* [Instruction] Can you reproduce the lines of the listing below, starting at the line that contains "of the mountain" and ending at the last line of the listing, with both ends included? Keep each request unchanged, scale every coordinate in the answers by 0.4, round to whole numbers with halves going up, and give only those lines.

* [Input data]
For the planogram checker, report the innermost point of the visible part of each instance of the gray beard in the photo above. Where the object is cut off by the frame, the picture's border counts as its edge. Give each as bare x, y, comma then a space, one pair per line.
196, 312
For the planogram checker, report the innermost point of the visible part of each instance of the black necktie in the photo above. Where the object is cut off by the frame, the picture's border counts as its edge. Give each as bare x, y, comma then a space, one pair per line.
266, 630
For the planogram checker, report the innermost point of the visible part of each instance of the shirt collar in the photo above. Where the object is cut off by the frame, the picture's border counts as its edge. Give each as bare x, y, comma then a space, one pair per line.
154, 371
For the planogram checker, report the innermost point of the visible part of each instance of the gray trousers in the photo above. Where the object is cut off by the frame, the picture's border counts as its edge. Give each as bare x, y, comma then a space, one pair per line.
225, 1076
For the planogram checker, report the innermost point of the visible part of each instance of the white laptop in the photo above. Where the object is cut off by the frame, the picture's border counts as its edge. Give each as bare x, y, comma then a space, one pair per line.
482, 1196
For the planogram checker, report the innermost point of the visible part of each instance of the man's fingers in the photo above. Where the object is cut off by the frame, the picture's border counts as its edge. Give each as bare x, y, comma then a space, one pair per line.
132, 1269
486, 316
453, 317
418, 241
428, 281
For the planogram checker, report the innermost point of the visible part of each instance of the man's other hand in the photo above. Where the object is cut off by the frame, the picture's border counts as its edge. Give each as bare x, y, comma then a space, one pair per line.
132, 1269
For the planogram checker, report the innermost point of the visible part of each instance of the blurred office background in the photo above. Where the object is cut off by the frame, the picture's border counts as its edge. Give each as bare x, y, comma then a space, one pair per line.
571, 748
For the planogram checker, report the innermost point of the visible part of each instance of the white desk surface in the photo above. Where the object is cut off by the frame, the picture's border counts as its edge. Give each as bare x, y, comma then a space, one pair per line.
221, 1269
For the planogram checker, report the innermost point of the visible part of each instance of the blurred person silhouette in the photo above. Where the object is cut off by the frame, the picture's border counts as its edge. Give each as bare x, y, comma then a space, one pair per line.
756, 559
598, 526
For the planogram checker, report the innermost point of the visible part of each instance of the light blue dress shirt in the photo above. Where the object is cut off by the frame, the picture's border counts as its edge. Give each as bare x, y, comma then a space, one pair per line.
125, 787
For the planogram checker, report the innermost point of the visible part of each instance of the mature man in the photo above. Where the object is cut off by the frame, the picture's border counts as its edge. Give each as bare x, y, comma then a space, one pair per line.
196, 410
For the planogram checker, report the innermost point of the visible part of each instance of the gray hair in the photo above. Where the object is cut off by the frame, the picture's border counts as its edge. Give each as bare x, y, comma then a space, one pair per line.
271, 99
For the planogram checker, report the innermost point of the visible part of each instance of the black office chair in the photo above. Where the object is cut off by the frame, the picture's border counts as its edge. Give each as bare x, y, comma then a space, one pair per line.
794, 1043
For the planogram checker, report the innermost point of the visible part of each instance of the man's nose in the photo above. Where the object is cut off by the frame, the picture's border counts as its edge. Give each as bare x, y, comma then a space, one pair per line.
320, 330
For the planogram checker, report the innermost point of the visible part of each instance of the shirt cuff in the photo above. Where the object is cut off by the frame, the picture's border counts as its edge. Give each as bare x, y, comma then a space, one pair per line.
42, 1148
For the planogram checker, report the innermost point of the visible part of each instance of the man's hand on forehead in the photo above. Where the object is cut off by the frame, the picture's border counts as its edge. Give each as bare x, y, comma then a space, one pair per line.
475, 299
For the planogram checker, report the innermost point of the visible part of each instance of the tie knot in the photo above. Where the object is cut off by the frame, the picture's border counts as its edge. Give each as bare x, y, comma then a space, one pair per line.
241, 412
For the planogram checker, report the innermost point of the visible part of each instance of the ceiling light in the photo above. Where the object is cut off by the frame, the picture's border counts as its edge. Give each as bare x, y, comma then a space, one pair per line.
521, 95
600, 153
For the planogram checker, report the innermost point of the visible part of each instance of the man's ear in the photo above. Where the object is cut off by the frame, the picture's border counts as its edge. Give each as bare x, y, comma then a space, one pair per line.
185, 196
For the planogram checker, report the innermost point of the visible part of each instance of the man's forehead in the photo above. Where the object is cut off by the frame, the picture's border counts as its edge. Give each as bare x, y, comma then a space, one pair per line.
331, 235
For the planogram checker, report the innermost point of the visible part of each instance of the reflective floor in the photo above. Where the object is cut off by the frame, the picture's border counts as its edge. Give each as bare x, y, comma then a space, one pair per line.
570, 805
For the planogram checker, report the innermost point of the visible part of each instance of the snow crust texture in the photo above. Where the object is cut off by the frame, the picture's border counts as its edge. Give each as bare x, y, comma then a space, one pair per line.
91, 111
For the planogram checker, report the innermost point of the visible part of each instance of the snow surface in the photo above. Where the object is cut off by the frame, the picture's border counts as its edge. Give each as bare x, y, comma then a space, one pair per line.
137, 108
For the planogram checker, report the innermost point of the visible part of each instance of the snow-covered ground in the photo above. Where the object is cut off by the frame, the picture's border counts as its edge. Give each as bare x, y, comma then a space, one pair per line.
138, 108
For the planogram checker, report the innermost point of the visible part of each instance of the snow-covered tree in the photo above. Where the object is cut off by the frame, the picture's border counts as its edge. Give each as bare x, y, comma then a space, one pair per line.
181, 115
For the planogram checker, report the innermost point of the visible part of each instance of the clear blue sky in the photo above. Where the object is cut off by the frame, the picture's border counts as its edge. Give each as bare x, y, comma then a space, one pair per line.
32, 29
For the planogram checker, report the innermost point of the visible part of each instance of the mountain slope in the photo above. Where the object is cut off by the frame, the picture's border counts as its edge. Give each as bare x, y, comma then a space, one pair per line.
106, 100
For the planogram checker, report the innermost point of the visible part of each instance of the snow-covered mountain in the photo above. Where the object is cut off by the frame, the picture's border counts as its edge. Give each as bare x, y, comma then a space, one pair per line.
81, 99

* [Finished answer]
For the planogram checker, report the innermost point of the visible part of each instance of the mountain slope in the photo above. Where the object is cut off by the frame, the picture's border counts as its edge. Give each as bare x, y, comma then a space, one pair per line.
42, 40
For the planogram checker, report the innermost point of the visible part of each instance of the snow-covered mountain in the photo above. Where the object is cut off by the frame, the picture's border counts as its edge. Give each as bare x, y, comma then a space, one pair per line.
32, 40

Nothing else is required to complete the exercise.